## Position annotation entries

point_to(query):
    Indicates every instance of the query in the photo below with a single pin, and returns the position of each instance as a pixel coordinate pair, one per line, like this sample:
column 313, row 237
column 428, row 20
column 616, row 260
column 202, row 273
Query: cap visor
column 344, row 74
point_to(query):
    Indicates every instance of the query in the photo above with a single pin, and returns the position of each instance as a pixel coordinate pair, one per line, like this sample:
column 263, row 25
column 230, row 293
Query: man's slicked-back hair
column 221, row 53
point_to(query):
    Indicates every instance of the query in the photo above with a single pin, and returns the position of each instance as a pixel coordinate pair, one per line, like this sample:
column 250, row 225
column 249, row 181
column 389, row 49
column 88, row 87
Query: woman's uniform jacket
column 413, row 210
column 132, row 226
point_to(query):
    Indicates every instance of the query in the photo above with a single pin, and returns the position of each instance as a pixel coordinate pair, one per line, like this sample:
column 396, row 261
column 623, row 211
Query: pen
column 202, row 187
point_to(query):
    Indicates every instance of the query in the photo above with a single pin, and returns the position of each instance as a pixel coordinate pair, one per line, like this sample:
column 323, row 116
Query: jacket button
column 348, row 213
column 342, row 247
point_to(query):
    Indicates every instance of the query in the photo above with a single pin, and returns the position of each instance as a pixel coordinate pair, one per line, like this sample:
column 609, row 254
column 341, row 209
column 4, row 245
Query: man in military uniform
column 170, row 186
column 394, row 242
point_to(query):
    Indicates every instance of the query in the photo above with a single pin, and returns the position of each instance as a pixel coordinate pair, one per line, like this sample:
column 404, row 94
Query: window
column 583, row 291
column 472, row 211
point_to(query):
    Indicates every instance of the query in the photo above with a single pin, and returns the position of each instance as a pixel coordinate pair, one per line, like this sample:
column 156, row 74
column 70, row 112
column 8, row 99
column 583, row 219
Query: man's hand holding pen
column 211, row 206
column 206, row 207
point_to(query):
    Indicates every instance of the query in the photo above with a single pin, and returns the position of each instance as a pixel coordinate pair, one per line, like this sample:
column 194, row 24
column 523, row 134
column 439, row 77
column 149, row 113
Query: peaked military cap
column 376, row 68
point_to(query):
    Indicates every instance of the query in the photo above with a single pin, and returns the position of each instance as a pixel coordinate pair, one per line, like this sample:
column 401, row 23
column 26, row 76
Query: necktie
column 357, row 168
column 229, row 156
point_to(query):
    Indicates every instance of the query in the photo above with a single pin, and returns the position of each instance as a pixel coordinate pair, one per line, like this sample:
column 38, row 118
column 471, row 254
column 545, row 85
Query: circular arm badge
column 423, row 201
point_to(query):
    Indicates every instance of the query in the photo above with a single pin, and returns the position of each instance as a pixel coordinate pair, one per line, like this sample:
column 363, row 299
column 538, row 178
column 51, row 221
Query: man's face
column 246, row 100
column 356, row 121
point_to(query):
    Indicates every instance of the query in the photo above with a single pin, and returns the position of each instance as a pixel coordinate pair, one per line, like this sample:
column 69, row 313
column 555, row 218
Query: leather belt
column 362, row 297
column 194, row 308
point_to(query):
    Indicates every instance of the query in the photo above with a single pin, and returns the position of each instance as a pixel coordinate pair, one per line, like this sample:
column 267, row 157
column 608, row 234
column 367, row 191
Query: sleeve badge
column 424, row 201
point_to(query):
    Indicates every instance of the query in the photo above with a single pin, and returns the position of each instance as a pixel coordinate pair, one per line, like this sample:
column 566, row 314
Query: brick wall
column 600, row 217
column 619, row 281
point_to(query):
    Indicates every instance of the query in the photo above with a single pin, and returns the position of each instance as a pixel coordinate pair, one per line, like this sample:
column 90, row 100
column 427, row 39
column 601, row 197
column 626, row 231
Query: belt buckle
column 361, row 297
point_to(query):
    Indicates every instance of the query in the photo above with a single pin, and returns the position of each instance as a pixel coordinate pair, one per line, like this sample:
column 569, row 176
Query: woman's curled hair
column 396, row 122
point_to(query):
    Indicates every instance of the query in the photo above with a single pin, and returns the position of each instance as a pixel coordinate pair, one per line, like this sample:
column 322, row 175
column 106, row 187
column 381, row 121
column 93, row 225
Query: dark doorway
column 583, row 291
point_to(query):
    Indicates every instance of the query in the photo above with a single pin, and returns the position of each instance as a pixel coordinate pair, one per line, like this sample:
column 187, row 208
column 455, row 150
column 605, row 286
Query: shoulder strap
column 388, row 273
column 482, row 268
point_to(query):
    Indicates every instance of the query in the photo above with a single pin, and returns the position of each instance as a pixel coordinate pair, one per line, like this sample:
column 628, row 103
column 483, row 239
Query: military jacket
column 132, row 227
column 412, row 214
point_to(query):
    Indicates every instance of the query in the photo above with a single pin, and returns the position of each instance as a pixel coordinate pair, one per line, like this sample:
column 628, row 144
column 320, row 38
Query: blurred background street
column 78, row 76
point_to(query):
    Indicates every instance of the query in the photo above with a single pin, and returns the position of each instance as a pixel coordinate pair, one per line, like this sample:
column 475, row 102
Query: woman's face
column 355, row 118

## Problem to work on
Please duplicate the stretch of the entries from the very start through the line containing "column 202, row 187", keeping every line as it is.

## Right answer
point_to(query):
    Indicates every instance of the query in the photo below with a single pin, and returns the position of each instance as a pixel coordinate pair, one per line, like this sample:
column 313, row 237
column 428, row 20
column 616, row 260
column 202, row 273
Query: cap visor
column 344, row 74
point_to(query):
    Indicates every instance of the query in the photo above with a single pin, and returns the position of each instance as a pixel coordinate pair, one per line, like this sample:
column 263, row 25
column 230, row 293
Query: man's slicked-back hair
column 221, row 53
point_to(query):
    Indicates every instance of the query in the photo above with a single pin, and returns the position of each instance as a pixel coordinate pair, one per line, like this sample:
column 250, row 225
column 249, row 181
column 389, row 49
column 88, row 87
Query: woman's uniform jacket
column 413, row 210
column 132, row 226
point_to(query):
    Indicates every instance of the query in the photo above with a single pin, and returns the position of each instance as a pixel coordinate pair, one per line, like this sample:
column 396, row 261
column 623, row 211
Query: pen
column 202, row 187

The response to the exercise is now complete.